>> Begin

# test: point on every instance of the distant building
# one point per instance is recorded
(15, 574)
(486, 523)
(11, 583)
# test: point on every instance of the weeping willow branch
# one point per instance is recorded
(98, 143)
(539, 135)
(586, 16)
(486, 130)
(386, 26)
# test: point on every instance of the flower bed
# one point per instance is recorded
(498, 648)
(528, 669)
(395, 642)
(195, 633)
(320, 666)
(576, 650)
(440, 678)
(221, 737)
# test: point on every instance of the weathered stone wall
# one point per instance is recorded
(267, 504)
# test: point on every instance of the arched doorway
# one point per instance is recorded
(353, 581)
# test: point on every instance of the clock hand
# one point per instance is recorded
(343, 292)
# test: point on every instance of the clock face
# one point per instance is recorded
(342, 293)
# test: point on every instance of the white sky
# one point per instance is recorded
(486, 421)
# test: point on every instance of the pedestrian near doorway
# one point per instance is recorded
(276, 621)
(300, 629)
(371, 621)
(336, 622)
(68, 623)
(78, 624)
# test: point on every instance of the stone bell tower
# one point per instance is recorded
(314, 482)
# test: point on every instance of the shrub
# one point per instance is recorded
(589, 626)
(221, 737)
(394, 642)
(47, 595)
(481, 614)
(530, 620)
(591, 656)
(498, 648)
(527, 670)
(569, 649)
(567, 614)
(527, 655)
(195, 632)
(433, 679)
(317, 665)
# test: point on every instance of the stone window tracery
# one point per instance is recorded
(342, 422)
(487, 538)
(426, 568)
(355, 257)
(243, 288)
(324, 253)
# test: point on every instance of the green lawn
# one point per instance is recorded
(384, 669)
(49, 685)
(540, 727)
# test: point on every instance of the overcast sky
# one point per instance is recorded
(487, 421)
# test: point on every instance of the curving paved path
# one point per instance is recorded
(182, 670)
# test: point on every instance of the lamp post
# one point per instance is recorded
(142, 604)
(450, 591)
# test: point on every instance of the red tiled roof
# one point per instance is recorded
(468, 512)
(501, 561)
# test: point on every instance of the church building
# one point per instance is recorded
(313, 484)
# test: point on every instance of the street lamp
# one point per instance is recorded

>> End

- WHAT YOU NEED TO DO: Restate word for word the lines from the one holding "# test: point on every instance of the arched" to the end of the listing, both ends included, and nothing more.

- SOLUTION FOR THIS PROBLEM:
# test: point on every instance of the arched doorway
# one point per instance is recorded
(353, 581)
# test: point on every instance of the clock hand
# one point per instance is recorded
(343, 292)
# test: point on every instance of the clock face
# one point per instance is recorded
(342, 293)
# test: point on every instance of the white sky
# one point per instance is recorded
(486, 421)
# test: point on every instance of the pedestrian near doorway
# one point per instance is recorded
(276, 621)
(300, 629)
(371, 621)
(336, 622)
(68, 623)
(78, 624)
# test: point on every instance of the stone bell tower
# one point per instance is recorded
(314, 482)
# test: point on every instance of the shrub
# one point per instance is recorded
(589, 626)
(221, 737)
(394, 642)
(47, 595)
(481, 614)
(530, 620)
(591, 656)
(498, 648)
(527, 670)
(569, 649)
(567, 614)
(527, 655)
(195, 632)
(433, 679)
(317, 665)
# test: point on every instance of the stone window tracery
# one point per instance is recorded
(342, 422)
(487, 538)
(426, 568)
(355, 257)
(243, 288)
(324, 253)
# test: point on every instance of the green lawn
# one point per instance is recorded
(384, 669)
(49, 685)
(540, 727)
# test: point on every instance of the overcast sky
# one point per instance is recorded
(487, 421)
# test: point on every instance of the curving paved path
# one point per instance is recorded
(182, 670)
# test: point on every instance of the lamp post
# one point per instance is recorded
(142, 604)
(450, 591)
# test: point on every instance of the red tiled roof
# one point per instance is recorded
(468, 512)
(501, 561)
# test: point on every instance of the church building
# one point per instance is recorded
(313, 484)
# test: point on every instance of the street lamp
# one point per instance is recorded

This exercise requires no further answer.